Alternatively, just test some example that you think the compiler get
wrong:

unsigned int ui = 1;
if (-ui > 0) puts("Ah! -ui is indeed unsigned.");

If your compiler is getting it wrong, please name it. I'd count it as a
major bug and one that people should be aware of.

By the way, your use of 0xFFFF clouds the issue. You can't ever get
0xFFFF as the output form a %d format.

 

[Ben Bacarisse]

Ben Bacarisse <[email protected]> writes:

I believe you're right, by why not just this:

/* get the two bytes into unsigned int ux and then... */
return (int)(ux & 32767) - (long)(ux & 32768);

I'd prefer not to rely on a longer type being available, especially
given the context. This was for getting a 16-bit signed value from a
machine independent format. My code extends naturally to other sizes
without relying on a signed type longer than the on being read.

▸ **EXCERPTED DATA**:
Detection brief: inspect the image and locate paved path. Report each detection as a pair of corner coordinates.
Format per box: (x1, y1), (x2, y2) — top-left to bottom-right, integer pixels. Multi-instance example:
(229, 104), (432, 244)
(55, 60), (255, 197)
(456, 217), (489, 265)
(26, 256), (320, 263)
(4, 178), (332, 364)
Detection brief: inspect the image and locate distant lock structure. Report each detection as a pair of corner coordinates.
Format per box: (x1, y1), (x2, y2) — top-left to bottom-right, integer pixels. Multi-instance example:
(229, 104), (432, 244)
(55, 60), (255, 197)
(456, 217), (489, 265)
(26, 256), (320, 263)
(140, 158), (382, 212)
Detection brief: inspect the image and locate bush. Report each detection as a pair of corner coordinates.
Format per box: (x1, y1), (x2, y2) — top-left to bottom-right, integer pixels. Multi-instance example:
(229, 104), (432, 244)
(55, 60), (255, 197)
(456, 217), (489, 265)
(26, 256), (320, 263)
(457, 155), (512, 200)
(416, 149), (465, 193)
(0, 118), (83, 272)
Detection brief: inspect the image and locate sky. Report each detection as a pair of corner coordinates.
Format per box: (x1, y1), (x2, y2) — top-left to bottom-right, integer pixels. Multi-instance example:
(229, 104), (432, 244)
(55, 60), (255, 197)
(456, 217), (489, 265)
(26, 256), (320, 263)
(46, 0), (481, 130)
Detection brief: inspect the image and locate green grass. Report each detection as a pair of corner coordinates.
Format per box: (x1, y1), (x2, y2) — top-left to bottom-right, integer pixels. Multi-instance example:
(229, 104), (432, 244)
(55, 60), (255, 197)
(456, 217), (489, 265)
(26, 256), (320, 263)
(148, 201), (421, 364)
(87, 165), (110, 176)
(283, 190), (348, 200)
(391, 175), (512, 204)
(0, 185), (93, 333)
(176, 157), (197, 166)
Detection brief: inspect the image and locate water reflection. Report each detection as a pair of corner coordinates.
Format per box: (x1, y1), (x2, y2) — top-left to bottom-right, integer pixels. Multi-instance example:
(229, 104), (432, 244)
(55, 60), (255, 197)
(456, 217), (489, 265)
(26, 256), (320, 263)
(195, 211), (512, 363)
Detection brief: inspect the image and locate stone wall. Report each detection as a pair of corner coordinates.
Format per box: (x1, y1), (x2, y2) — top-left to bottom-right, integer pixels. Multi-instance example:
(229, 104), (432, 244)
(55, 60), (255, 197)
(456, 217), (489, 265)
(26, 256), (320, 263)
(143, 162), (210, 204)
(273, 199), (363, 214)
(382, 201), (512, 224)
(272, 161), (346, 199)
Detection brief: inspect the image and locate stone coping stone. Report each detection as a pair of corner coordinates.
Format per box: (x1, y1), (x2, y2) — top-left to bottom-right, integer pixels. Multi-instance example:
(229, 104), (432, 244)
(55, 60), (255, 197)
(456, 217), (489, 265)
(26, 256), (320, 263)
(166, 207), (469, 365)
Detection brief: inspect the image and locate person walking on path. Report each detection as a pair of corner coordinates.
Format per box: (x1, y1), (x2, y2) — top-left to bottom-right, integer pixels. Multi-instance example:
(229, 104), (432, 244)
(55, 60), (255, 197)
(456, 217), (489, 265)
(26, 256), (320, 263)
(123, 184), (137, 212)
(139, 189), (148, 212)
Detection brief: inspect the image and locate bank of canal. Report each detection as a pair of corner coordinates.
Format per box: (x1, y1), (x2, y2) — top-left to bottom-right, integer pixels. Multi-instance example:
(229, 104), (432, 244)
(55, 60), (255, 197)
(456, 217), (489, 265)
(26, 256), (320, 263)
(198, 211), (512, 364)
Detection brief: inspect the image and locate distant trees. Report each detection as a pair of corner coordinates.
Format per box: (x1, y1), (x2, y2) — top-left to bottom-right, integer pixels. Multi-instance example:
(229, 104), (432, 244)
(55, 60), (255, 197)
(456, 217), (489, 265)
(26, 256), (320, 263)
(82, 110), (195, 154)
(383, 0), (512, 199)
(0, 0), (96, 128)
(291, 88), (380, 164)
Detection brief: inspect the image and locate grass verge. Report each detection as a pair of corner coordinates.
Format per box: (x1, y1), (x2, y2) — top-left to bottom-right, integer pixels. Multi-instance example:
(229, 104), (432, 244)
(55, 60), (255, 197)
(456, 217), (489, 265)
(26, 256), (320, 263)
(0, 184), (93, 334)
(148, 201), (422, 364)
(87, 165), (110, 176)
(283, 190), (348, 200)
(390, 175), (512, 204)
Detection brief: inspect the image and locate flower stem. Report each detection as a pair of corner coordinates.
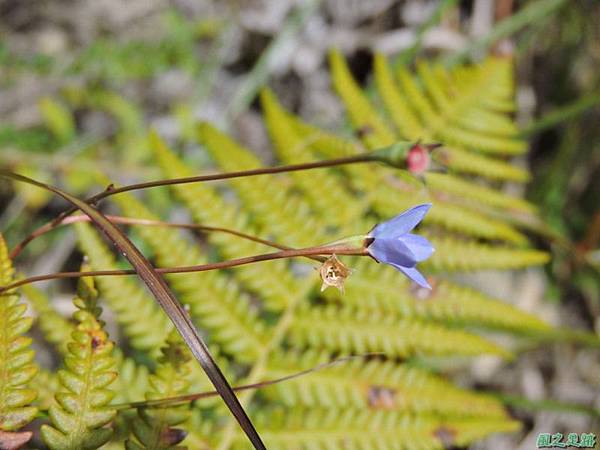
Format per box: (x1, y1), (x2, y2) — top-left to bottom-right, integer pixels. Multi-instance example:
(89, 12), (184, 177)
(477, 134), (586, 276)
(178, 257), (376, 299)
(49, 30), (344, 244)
(11, 153), (377, 259)
(0, 245), (368, 294)
(10, 214), (328, 262)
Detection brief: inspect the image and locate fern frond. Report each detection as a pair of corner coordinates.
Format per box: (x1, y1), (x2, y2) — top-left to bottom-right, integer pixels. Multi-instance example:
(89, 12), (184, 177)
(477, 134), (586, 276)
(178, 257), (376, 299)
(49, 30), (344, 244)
(198, 123), (324, 248)
(0, 234), (37, 431)
(108, 185), (265, 364)
(433, 147), (531, 183)
(152, 131), (305, 310)
(288, 305), (511, 358)
(261, 90), (367, 234)
(272, 100), (527, 244)
(41, 272), (117, 450)
(111, 350), (149, 403)
(423, 236), (550, 272)
(125, 332), (192, 450)
(75, 223), (173, 353)
(336, 261), (551, 332)
(425, 172), (535, 214)
(394, 59), (526, 154)
(329, 50), (397, 149)
(21, 284), (74, 354)
(265, 351), (506, 418)
(31, 369), (60, 411)
(235, 408), (519, 450)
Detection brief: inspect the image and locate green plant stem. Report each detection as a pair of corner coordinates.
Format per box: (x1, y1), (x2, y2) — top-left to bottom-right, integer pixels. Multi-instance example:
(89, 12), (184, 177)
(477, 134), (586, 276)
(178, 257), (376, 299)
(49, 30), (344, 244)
(0, 245), (368, 294)
(11, 153), (370, 255)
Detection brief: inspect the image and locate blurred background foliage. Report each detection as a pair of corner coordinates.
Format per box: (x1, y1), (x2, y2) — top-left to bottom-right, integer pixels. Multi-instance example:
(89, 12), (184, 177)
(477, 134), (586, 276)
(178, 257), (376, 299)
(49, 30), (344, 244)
(0, 0), (600, 448)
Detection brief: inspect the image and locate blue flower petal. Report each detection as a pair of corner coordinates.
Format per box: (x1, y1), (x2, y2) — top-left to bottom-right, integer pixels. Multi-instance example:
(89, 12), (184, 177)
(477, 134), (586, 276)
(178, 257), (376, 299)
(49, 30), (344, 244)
(391, 264), (431, 289)
(399, 233), (435, 262)
(367, 238), (417, 267)
(369, 203), (431, 239)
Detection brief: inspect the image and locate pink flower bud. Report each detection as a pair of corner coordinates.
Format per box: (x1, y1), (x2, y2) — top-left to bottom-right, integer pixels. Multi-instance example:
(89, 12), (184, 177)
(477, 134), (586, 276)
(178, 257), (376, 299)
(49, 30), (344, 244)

▸ **WHAT THE EXERCISE ASKS**: Pick up the forum discussion about reading 16-bit signed values in C and continue it after its last sentence. The records aren't needed here.

▸ **EXERCISE OUTPUT**:
[Tim Rentsch]

I'd prefer not to rely on a longer type being available, especially
given the context. This was for getting a 16-bit signed value from a
machine independent format. My code extends naturally to other sizes
without relying on a signed type longer than the on being read.

Easily done --

return (int)(ux & 32767) - (int)(ux/2 & 16384) - (int)(ux/2 & 16384);

 

[Ben Bacarisse]

But it is an issue for the perfectly straightforwards problem of
reading a binary integer for a file.

Of course the natural code

x = fgetc(fp) | (fgetc(fp) << 8);
if(x & 0x8000)
x |= -1 << 16;

That is only natural to you because you are focusing on the
representation not the value. Even if the shifts did not have the
problems that you are now aware of your "natural code" tries to
construct a 2's complement representation rather than trying to
construct the value you want. The code I posted concentrates on the
value of desired result and is, to my mind, more natural.

is perfectly adequate most of the time. But it is allowed to break
because the bitshifting overflows the value of an int.
So we have to resort to storing the bit pattern in a temporary
unsigned.

There is no need to resort to a temporary unsigned. That was the way to
fix your code but that does not mean that it the best (or even the
right) way to tackle the problem. See below for an example.

Then the unsigned has to be converted back into a signed integer,
which creartes more problems, because x = -ux is illegal.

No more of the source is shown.